ACTIONS TO TAKE
a. In the passage on the serotonin and depression commentary, how many researchers signed the commentary published in Molecular Psychiatry?
b. Extend the passage on the serotonin and depression commentary, picking up right after its final sentence.

TEXT PASSAGE
Segment Open

A commentary published last Friday in the journal Molecular Psychiatry, signed by more than 30 researchers, challenges the conclusions of the systematic review published in the same journal in July 2022, in which the authors concluded that there was no evidence that low serotonin levels cause depression. The researchers in the new paper blame the earlier study for flaws in methodology, among other weaknesses.

19/06/2023 - 15:35 CEST
Expert reactions

Eduard Vieta - serotonina depresión EN

Eduard Vieta

Researcher of the Centre for Biomedical Research in Mental Health Network (CIBERSAM). Head of the Psychiatry and Psychology Department at the Hospital Clínic de Barcelona and lecturer at the University of Barcelona

Science Media Centre Spain

This press release reflects the conclusions of a panel of experts on a paper published some time ago in the same journal which questioned the efficacy of antidepressants through the alleged lack of evidence for the involvement of serotonin in depression.

Segment Closed

INFORMATION PROVIDED
Segment Open

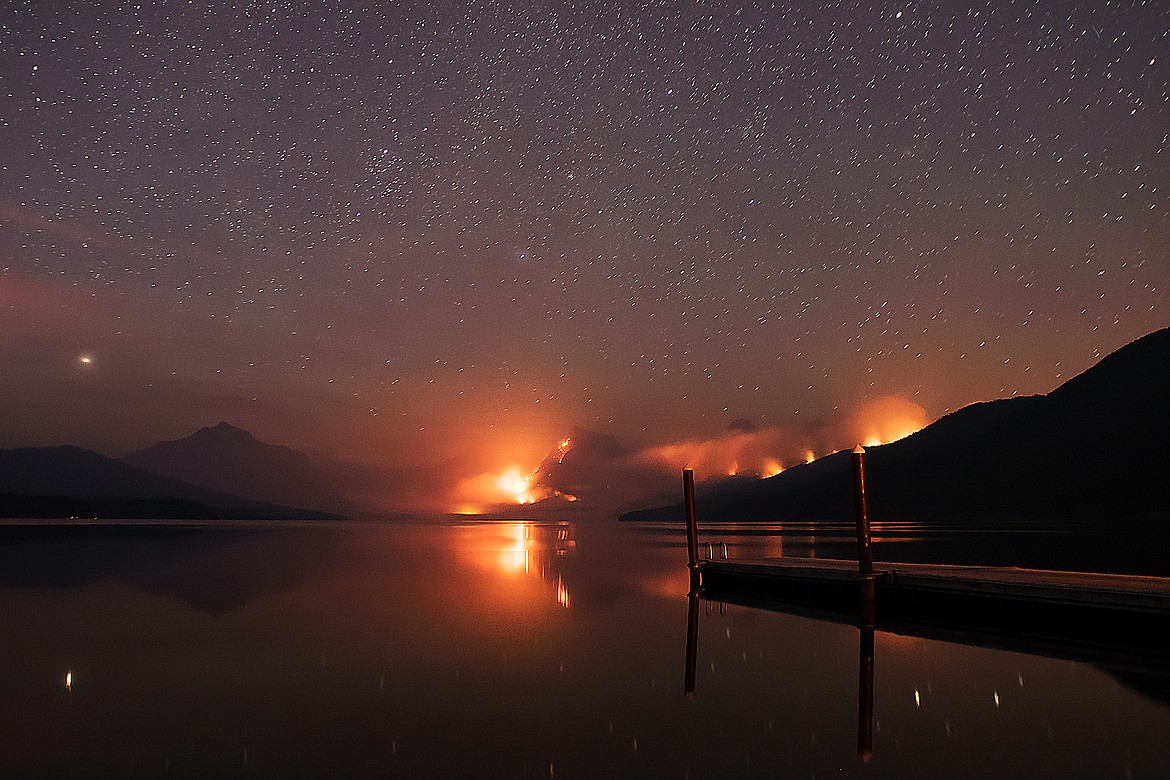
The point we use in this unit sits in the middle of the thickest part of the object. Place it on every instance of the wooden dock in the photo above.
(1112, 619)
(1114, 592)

Segment Closed
Segment Open

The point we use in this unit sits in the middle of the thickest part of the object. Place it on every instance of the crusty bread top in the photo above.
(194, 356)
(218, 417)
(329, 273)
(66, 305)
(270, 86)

Segment Closed
Segment Open

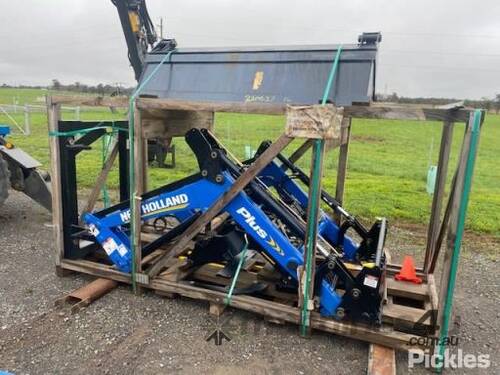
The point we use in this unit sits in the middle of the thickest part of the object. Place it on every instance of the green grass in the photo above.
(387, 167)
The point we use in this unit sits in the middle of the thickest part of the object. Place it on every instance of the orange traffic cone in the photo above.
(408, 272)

Segment Closed

ANSWERS FOR THE TASKS
a. More than 30 researchers.

b.
The panel's arguments are strong and reflect the prevailing view in the scientific community that the criticised work lacked scientific rigour and was biased by non-scientific aspects.  

The authors of the commentary have identified the main methodological flaws in the original study and the biases in the interpretation of the results.  

In my opinion, the journal Molecular Psychiatry, following the arguments of this commentary, should withdraw the original study, which did not have the necessary scientific quality to be published as a research paper.

The author has not responded to our request to declare conflicts of interest

Alberto Ortiz - serotonina depresión

Alberto Ortiz Lobo

Doctor of Medicine and Psychiatrist at the Carlos III Day Hospital - La Paz University Hospital (Madrid)

Science Media Centre Spain

The article and its summary in the press release of the 36 researchers aim to criticise the original study on the basis of alleged methodological flaws. These have already been answered in detail by the authors of the original study themselves in the same journal on 16 June 2023.   

The uproar caused by the article by Moncrieff et al. and the attempt to devalue it in certain academic circles, such as this press release, is understandable because it questions the current biological foundations in the understanding of depression and its treatment.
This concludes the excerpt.